▶ **Text**
--------------------------------------------------
How much research did the book require, and can you tell us about your research process?

It required a ton of research, and you can see in the Acknowledgements all the people who helped me. As I said above, many of the Xeroids are still in touch, and it was usually not too hard to reach someone by email.

In addition, on bitsavers.org, there are hundreds of contemporaneous Xerox documents from that period, which I relied on almost every day. I had a subscription to newspapers.com, where I would fetch the old editions of the Los Angeles Times to find out what movies were playing, when concerts took place, what songs were on the radio, and every other period detail you see in the book. I knew that if I didn’t, Samantha (my editor) would!

One thing I’ve completely failed on is this: I wanted to get a photo of the Star introduction at the National Computer Conference in 1981. The Xerox booth, where I stood, was a madhouse. But no one took pictures back then! I would have thought at least some newspapers or computer publications would have photos, but if they do, I haven’t found them. Maybe your readers can help!
--------------------------------------------------
▶ **Task instructions**
**a.** Answer these questions using the interview about researching the book.
(i) On which website did the author find hundreds of contemporaneous Xerox documents?
(ii) Which newspaper's old editions did the author look up through newspapers.com?
(iii) At what event was the Star introduced?
**b.** Write the next part of the interview about researching the book, picking up after its final sentence.
These items were drawn from a separate source.

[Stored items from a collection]
--------------------------------------------------
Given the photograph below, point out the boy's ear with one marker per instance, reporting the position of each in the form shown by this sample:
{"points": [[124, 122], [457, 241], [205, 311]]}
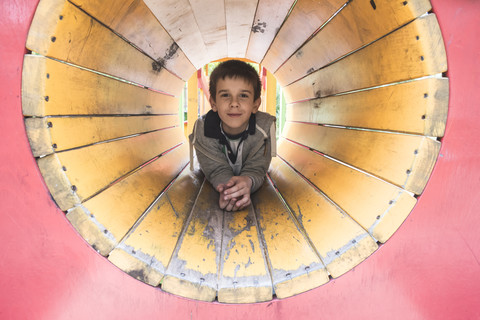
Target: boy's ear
{"points": [[256, 105], [213, 104]]}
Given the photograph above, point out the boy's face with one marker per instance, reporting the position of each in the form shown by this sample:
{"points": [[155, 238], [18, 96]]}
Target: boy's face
{"points": [[234, 104]]}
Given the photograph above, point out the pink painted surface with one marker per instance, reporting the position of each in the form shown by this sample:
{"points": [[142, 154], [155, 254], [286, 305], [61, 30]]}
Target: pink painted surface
{"points": [[430, 269]]}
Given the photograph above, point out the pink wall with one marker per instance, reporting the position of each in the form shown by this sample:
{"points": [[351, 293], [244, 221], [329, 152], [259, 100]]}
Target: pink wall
{"points": [[430, 269]]}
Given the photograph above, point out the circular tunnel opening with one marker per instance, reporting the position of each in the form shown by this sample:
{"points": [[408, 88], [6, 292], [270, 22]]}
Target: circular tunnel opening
{"points": [[365, 105]]}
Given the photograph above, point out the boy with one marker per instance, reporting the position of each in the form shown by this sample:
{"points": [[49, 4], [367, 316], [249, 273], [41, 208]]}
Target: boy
{"points": [[234, 142]]}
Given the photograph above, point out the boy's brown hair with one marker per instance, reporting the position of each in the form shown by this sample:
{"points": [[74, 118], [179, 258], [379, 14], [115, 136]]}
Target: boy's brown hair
{"points": [[234, 69]]}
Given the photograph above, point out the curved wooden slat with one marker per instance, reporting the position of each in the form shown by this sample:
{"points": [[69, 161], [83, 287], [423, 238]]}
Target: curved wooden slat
{"points": [[244, 274], [340, 241], [268, 20], [92, 168], [376, 205], [193, 269], [106, 218], [145, 252], [416, 50], [62, 31], [418, 107], [123, 17], [178, 19], [405, 160], [356, 25], [306, 17], [68, 133], [52, 88], [294, 265]]}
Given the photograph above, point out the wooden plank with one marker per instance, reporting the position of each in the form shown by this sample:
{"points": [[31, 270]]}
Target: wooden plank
{"points": [[244, 275], [356, 25], [397, 57], [123, 17], [106, 218], [268, 20], [239, 21], [62, 31], [379, 207], [177, 17], [146, 251], [404, 160], [294, 265], [306, 17], [193, 269], [92, 168], [50, 88], [68, 133], [339, 240], [418, 107]]}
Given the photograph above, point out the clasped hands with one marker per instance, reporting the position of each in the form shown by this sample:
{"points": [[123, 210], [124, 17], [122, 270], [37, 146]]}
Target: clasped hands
{"points": [[235, 194]]}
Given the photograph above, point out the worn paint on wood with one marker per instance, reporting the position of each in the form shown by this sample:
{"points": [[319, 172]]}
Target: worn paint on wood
{"points": [[62, 31], [294, 265], [339, 240], [405, 160], [123, 17], [414, 51], [418, 107], [193, 269], [356, 25], [52, 88], [368, 200]]}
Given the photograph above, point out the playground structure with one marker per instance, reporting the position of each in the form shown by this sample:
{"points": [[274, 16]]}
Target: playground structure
{"points": [[385, 159]]}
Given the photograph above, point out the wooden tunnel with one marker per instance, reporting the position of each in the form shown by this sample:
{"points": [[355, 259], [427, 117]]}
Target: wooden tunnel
{"points": [[367, 104]]}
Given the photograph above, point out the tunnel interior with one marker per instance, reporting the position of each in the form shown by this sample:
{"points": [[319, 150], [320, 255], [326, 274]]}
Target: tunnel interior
{"points": [[366, 109]]}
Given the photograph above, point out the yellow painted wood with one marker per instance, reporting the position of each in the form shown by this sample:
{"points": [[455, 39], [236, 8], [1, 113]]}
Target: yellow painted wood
{"points": [[239, 20], [339, 240], [244, 275], [192, 92], [294, 265], [57, 182], [397, 57], [368, 200], [268, 19], [193, 269], [306, 17], [418, 107], [68, 133], [271, 94], [74, 91], [94, 167], [177, 17], [356, 25], [123, 17], [62, 31], [146, 250], [115, 210], [405, 160]]}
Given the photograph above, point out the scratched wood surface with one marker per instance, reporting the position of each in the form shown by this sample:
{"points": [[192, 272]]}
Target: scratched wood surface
{"points": [[405, 160], [113, 212], [294, 265], [123, 17], [356, 25], [339, 240], [52, 88], [306, 17], [379, 207], [62, 31], [268, 19], [418, 107], [94, 167], [145, 251], [414, 51]]}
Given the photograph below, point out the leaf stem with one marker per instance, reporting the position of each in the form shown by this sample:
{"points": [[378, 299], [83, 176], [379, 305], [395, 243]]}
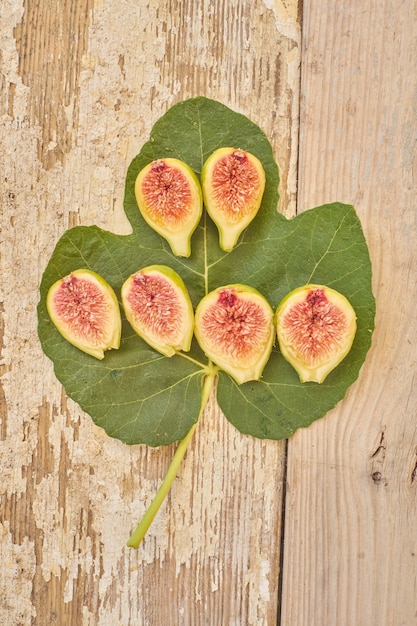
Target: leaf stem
{"points": [[142, 528]]}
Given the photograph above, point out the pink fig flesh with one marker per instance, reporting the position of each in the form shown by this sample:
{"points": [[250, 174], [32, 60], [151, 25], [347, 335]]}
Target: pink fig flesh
{"points": [[84, 309], [170, 200], [234, 327], [233, 183], [159, 309], [316, 327]]}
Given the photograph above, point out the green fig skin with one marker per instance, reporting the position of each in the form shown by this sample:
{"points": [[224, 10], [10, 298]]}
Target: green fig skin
{"points": [[169, 197], [85, 310], [234, 327], [316, 326], [158, 307], [233, 183]]}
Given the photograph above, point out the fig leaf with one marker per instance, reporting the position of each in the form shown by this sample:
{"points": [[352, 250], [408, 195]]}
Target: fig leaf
{"points": [[139, 396]]}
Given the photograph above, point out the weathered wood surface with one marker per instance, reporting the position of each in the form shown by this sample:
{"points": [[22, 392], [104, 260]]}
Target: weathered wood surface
{"points": [[350, 549], [81, 85]]}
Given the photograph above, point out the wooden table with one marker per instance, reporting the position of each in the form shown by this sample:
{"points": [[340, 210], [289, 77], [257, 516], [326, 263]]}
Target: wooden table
{"points": [[319, 530]]}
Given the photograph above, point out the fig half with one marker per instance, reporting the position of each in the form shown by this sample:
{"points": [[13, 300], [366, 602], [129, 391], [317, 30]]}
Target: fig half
{"points": [[159, 309], [85, 310], [316, 326], [233, 183], [170, 200], [234, 327]]}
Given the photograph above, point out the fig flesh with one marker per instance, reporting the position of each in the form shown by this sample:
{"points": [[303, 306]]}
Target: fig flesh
{"points": [[233, 183], [316, 327], [85, 310], [159, 309], [234, 327], [170, 200]]}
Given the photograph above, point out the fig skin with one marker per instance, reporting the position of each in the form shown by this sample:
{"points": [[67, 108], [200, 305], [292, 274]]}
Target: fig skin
{"points": [[233, 183], [85, 310], [234, 327], [316, 326], [159, 309], [169, 197]]}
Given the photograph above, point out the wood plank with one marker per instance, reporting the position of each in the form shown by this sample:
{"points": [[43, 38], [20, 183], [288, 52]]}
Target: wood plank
{"points": [[82, 84], [350, 553]]}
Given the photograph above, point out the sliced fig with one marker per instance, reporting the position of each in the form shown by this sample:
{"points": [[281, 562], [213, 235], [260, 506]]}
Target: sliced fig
{"points": [[233, 183], [234, 327], [159, 309], [85, 310], [170, 200], [316, 326]]}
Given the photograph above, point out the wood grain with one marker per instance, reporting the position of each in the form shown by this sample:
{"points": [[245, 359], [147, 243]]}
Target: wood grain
{"points": [[82, 84], [350, 547]]}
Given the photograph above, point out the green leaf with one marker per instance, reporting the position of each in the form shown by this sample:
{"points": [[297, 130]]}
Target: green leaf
{"points": [[139, 396]]}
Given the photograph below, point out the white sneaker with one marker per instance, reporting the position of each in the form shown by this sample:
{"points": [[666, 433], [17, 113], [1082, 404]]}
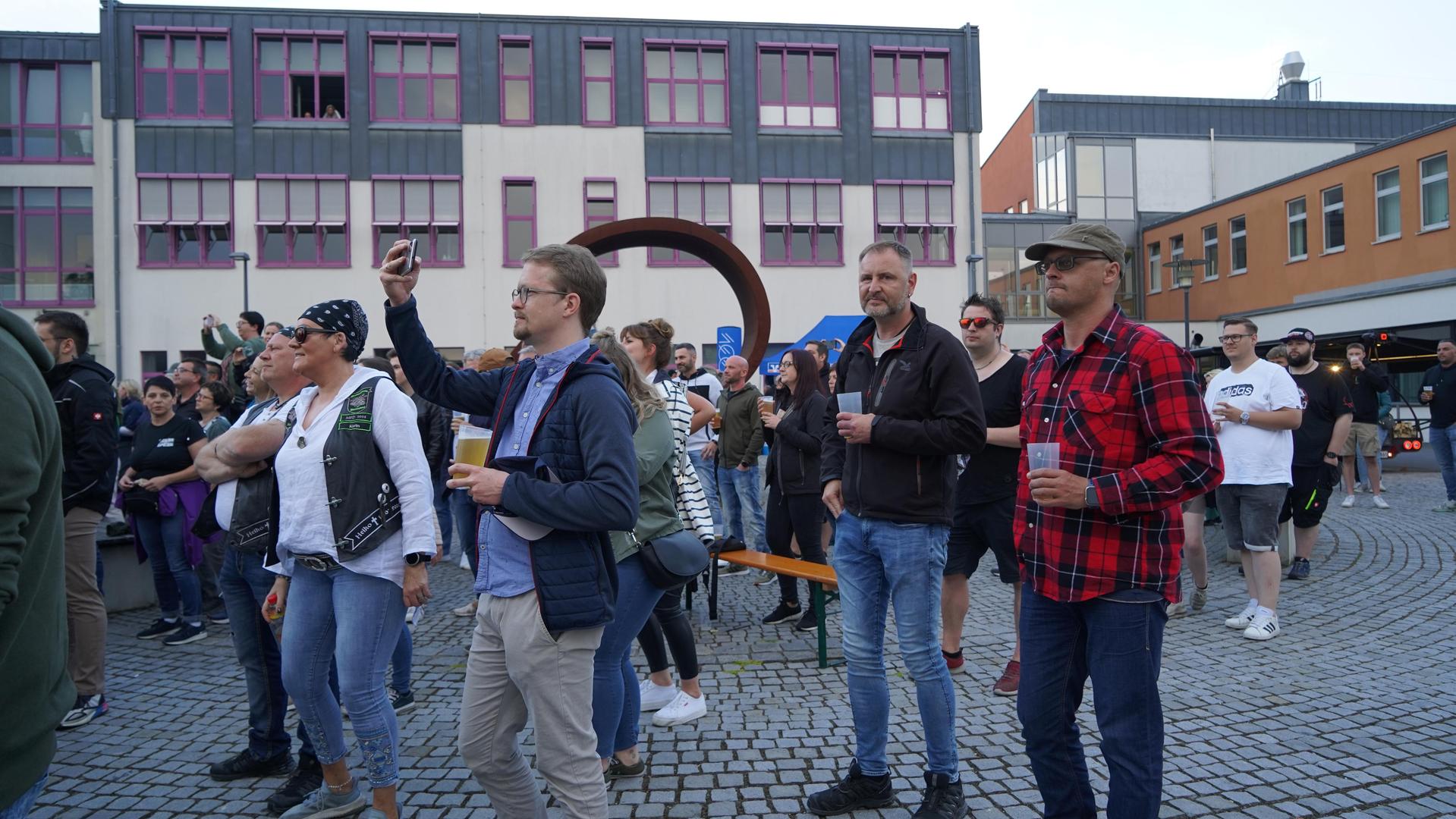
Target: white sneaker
{"points": [[654, 695], [1263, 627], [683, 709]]}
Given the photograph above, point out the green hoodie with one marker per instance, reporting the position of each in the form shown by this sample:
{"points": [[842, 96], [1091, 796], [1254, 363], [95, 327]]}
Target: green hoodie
{"points": [[34, 684]]}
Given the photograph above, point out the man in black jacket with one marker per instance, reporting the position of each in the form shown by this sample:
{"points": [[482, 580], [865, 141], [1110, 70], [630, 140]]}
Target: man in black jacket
{"points": [[86, 405], [888, 476]]}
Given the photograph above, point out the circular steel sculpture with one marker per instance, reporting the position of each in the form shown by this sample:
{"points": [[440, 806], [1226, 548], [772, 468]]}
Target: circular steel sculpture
{"points": [[706, 245]]}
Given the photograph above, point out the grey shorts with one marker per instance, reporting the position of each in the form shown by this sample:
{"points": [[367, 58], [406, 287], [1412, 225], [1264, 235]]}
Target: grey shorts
{"points": [[1251, 514]]}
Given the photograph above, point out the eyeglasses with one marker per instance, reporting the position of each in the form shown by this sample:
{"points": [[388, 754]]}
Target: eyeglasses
{"points": [[523, 294], [1063, 264], [979, 322]]}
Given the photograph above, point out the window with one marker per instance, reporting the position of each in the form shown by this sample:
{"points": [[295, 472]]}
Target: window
{"points": [[1388, 204], [1210, 252], [300, 76], [303, 221], [1297, 231], [599, 83], [705, 201], [803, 221], [1155, 268], [414, 77], [1238, 246], [519, 198], [912, 89], [1332, 202], [517, 82], [185, 221], [1436, 204], [919, 215], [184, 74], [46, 248], [46, 112], [600, 207], [686, 83], [418, 207], [798, 86]]}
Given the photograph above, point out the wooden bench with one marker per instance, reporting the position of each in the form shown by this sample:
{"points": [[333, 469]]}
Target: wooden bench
{"points": [[823, 584]]}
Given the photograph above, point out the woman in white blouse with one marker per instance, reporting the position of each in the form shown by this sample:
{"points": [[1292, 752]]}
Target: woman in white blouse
{"points": [[353, 553]]}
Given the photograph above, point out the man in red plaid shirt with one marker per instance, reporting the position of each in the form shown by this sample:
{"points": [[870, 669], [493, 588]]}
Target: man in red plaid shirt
{"points": [[1098, 530]]}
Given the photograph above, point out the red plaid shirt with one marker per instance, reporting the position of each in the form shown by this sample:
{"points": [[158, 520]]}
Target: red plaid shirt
{"points": [[1127, 412]]}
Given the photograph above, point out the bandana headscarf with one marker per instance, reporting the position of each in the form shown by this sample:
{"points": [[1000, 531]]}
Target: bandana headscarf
{"points": [[342, 316]]}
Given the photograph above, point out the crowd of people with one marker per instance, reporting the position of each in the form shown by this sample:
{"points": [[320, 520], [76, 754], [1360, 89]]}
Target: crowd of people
{"points": [[299, 492]]}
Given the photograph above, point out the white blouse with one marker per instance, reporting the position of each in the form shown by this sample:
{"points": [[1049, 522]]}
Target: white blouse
{"points": [[303, 495]]}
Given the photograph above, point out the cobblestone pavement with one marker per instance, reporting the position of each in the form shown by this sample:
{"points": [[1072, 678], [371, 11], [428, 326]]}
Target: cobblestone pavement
{"points": [[1351, 712]]}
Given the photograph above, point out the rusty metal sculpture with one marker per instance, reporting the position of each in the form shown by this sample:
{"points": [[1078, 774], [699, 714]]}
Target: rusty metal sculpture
{"points": [[706, 245]]}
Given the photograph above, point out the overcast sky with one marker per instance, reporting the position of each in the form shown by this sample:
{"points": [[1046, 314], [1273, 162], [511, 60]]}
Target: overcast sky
{"points": [[1363, 50]]}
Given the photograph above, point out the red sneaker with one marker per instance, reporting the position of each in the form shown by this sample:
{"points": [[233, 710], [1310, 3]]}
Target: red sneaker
{"points": [[1009, 681]]}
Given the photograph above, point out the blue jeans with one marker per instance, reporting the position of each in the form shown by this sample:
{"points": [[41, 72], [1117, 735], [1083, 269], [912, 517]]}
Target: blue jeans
{"points": [[743, 510], [354, 619], [20, 808], [178, 588], [1120, 646], [708, 476], [1443, 440], [616, 703], [881, 562]]}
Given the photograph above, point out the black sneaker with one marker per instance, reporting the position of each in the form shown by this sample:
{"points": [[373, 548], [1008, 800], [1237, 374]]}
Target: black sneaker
{"points": [[852, 793], [306, 779], [782, 614], [187, 635], [159, 629], [942, 799], [245, 764]]}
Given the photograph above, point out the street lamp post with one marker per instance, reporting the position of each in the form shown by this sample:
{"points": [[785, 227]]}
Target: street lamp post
{"points": [[242, 256], [1183, 280]]}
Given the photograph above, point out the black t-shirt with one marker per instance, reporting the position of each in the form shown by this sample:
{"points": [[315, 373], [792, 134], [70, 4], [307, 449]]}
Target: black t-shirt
{"points": [[1324, 397], [163, 450], [992, 473], [1443, 408]]}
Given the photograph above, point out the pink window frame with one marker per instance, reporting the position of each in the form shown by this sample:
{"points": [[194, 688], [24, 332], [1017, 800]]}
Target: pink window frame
{"points": [[513, 41], [171, 34], [784, 80], [172, 228], [432, 259], [926, 226], [507, 220], [682, 259], [430, 76], [611, 80], [788, 239], [288, 36], [922, 95], [19, 271], [318, 224], [673, 82], [590, 221]]}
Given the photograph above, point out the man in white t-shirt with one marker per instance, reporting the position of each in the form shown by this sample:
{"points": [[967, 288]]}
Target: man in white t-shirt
{"points": [[1256, 408]]}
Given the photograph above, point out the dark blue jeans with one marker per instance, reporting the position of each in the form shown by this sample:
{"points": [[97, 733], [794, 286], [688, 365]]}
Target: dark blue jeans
{"points": [[1120, 646]]}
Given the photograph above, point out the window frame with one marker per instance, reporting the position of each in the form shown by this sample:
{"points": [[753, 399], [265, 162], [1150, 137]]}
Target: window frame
{"points": [[816, 226], [175, 224], [928, 226], [700, 46], [432, 224], [169, 33], [784, 49], [948, 93], [399, 76]]}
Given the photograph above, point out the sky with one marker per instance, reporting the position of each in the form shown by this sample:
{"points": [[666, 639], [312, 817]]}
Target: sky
{"points": [[1231, 49]]}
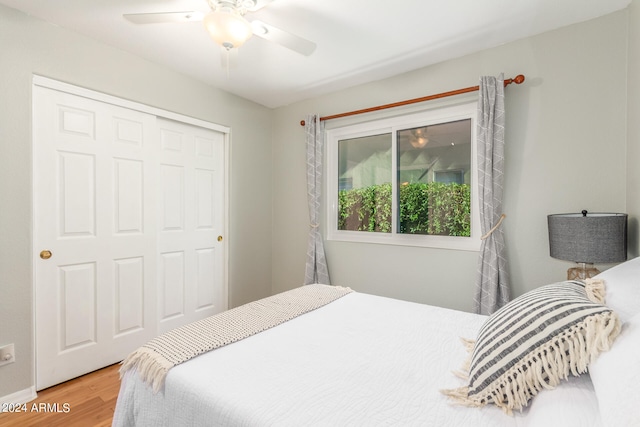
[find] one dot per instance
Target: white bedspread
(360, 361)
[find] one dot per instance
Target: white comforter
(360, 361)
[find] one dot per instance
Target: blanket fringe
(151, 367)
(595, 290)
(570, 353)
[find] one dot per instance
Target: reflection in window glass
(364, 183)
(434, 173)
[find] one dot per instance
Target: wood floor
(87, 401)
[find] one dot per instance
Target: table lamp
(587, 238)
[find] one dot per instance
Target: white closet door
(131, 210)
(191, 276)
(94, 213)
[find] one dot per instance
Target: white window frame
(392, 125)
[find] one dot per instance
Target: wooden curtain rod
(517, 80)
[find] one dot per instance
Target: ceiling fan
(227, 25)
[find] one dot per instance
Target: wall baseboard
(19, 397)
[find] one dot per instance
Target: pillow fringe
(569, 353)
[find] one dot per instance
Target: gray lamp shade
(588, 237)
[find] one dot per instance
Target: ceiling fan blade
(259, 5)
(228, 58)
(164, 17)
(281, 37)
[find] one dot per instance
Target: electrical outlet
(7, 354)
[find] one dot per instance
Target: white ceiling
(357, 41)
--------------------------------------------------
▶ **Outputs by task**
**a.**
(i) bitsavers.org
(ii) The Los Angeles Times
(iii) The National Computer Conference in 1981

**b.**
Did your research change your perception of the story you were telling? 

I think it solidified it. Obviously all of us who took part in Star have had 40 years to think about what Xerox did right or wrong. In the “Last Star demo” in 1998, which I think you can find on YouTube, I actually asked David Liddle whether, with benefit of hindsight, he wished we’d sold the Alto. He said “With the benefit of hindsight, yes. It would have cost $30,000 but there were people who would have paid for it.”

Where did you decide to draw the line between history and fiction in your novel?

I try to be upfront about that in the Preface and in the Notes: if something did not happen as I said, then I tell you. For the Lightning Strikes chapter, Robert Garner, who designed one of the Ethernet transceivers, went over it with a fine-toothed comb for accuracy, but obviously Grant and Janet are fictional characters.

A good example is the debate about Star coding standards. There were many meetings and email discussions about this over months, and absolutely no one remembers them all. So I tell the reader that the meeting I depict is a composite of many events, but it’s still an accurate rendering of what the engineers said and thought.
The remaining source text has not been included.